*SUPPLIED MATERIAL:*
============

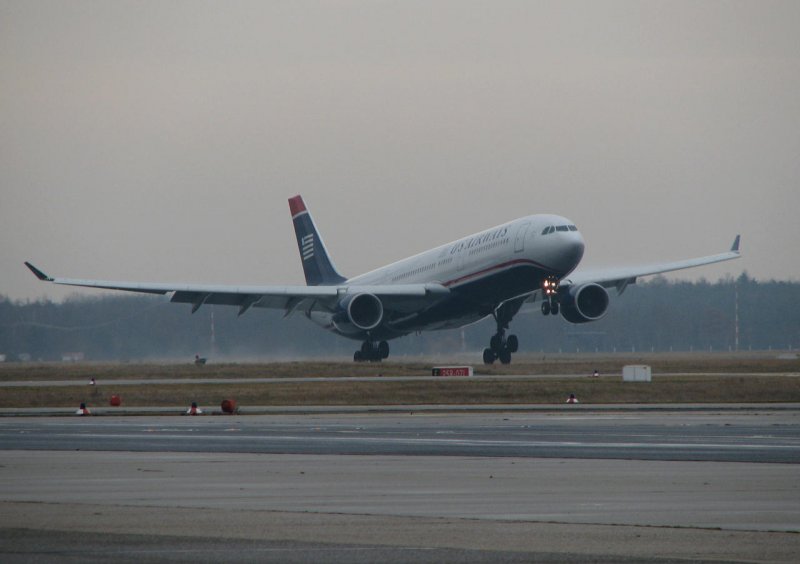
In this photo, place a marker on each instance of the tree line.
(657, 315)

============

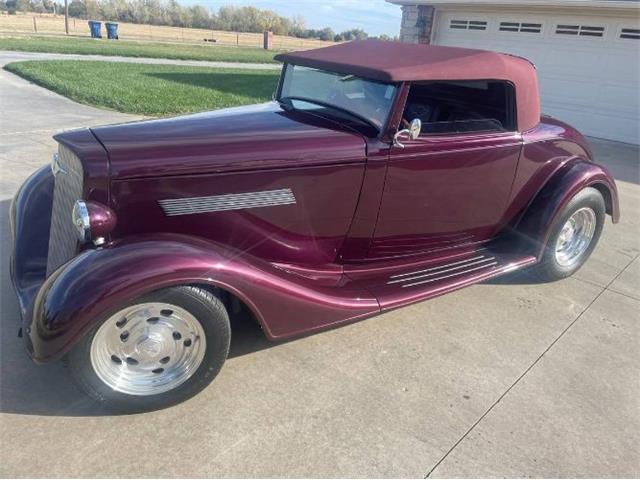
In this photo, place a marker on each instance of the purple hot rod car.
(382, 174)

============

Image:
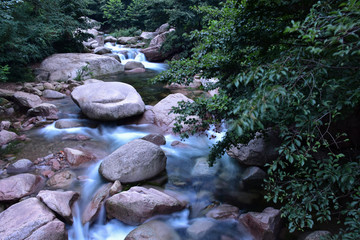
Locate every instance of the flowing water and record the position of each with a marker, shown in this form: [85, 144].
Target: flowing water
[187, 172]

============

*TASK BRIEF:* Identify each of the lines above that contains the word "water", and copy those lines in full.

*OUTPUT FOR THIS EXERCISE:*
Locate every instance of the flowing water and record the position of each with a marker, shown in this form: [85, 144].
Target: flowing water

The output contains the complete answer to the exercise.